Aside from the 32 cities on lockdown, the Yuan is really struggling. It's lost 7% of its value against the dollar in the last month. Some of that is because as a dollar has gained strength. But, also China has seen pretty significant outflows of Chinese bonds because people are afraid of keeping their money invested in China with the current situation. Some of that data that came out recently included:

  • Industrial production down 2.9%

  • Retail sales down 11%

  • Electricity consumption down 1%

  • Oil demand down to 6.7%

  • Unemployment rate increased to 6.7 (highest in the five years)

  • Automotive sales decreased by more than 30%

With the 2nd largest economy looking like it's not out of the woods yet and it still has a way to go, it's not much of a stretch to connect that to the global economy struggling for a while.

Back over here in the states the S&P500 has lost $7T for this downturn. The index is down 18% since the beginning of the year. The silver lining on that is that every time the market has had more than a 15% drop, it has been followed by a twelve month bull run. Now, that doesn't mean that the bull run is starting tomorrow. It's very likely not and I'll get more into that in a minute. But, whenever this cycle concludes, hopefully past performance will repeat itself again.

A recent survey indicated that Americans are generally cutting back on spending. Of The survey responses:

  • 53% -Dining out less

  • 39% -Cut back on driving

  • 35% -Cancel monthly subscriptions

  • 32% -Buy generic brands over name brands

  • 29% -Cancel vacations or travel plans.

All in all (as I've said before) I don't think that the markets will shift until the Fed starts to pivot its position, which I don't think is going to happen anytime in the very near future. I think it's likely that we'll see another 50 basis point hike in June and again in July. After that I think it's actually likely for the Fed to turn a little bit more dovish for a couple of reasons.

  1. The velocity of money is slowing. People are cutting back and they're saving more.

  2. The credit market is going to start to contract if it hasn't already, which it probably has.

  3. Inflation is disproportionately hurting the masses. By that I mean middle income America and lower income America. Especially lower income America.

Rich people generally own assets and asset prices go up during inflation. So, even if you're not keeping up with the devaluation of the dollar you're still doing okay. Generally middle class families try to save & try to have a nest egg. Their nest egg is being eaten away due to the debasement of the US dollar and the increase in costs of goods and services.

However, those families in the lowest tax brackets are getting hurt the worst. These families are generally living paycheck to paycheck and they spend the vast majority of their income on consumable goods like food and shelter and electricity. Those expenses are what's going up the worst and those families have the least flexibility to do anything about it.

Even though it sounds crazy at first thought, I've started coming around to the idea that as we enter an election cycle the Fed is going to get a lot of political pressure to pivot dovish. But, also if inflation doesn't turn around very quickly (which it doesn't look like it's going to) the administration is going to get pressure to hand out more stimulus checks. I'm not sure what their “monster in the closet” excuse for bringing stimulus checks back is going to be, and it might just be as simple as the fact that families are hurting. However, traditional spending bills are probably not getting through Congress. We saw what happened with the Build Back Better program (not to mention that these bills are very often filled with earmarks and pork belly crap).
━━━━━━━━━━
**What to work on:**
**a.** Transcribe the market commentary word for word, starting with "3. Inflation is" and going on through "anything about it.".
**b.** Count the lines in the records that contain the string "dark", treating uppercase and lowercase as different, and give only the number.
The market commentary and the records come from separate, unrelated sources.

Excerpts from a point labeling dataset:
━━━━━━━━━━
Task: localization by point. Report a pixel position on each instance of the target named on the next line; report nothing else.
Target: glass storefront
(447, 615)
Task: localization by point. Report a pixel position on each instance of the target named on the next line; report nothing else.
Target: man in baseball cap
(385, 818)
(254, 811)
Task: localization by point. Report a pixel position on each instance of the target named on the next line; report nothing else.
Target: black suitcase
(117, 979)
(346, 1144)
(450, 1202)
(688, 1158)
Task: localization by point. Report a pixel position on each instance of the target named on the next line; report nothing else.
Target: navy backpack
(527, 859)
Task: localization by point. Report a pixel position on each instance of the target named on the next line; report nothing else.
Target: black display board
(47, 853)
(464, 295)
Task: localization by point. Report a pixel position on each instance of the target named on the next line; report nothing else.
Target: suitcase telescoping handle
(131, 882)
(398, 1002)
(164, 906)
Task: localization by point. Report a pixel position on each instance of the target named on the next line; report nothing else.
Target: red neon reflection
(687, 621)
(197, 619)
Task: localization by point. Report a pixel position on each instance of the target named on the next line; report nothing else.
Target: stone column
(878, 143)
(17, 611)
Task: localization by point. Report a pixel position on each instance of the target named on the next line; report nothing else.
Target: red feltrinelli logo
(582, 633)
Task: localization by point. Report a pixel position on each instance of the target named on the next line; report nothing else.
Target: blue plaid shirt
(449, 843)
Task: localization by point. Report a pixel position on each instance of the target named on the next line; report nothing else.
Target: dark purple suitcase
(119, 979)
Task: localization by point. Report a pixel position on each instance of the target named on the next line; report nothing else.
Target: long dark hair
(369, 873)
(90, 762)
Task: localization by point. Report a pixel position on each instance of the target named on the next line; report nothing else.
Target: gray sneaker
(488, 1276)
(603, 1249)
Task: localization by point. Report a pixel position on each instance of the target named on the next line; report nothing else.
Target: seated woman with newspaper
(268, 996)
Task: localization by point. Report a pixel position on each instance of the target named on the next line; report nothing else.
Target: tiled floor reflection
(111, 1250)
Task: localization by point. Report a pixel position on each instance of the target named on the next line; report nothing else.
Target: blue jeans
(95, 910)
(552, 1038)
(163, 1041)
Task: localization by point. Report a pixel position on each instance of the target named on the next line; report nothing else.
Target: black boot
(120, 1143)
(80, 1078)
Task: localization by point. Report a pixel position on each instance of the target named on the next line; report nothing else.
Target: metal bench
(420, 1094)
━━━━━━━━━━
**The responses:**
**a.**
3. Inflation is disproportionately hurting the masses. By that I mean middle income America and lower income America. Especially lower income America.

Rich people generally own assets and asset prices go up during inflation. So, even if you're not keeping up with the devaluation of the dollar you're still doing okay. Generally middle class families try to save & try to have a nest egg. Their nest egg is being eaten away due to the debasement of the US dollar and the increase in costs of goods and services.

However, those families in the lowest tax brackets are getting hurt the worst. These families are generally living paycheck to paycheck and they spend the vast majority of their income on consumable goods like food and shelter and electricity. Those expenses are what's going up the worst and those families have the least flexibility to do anything about it.

**b.** 2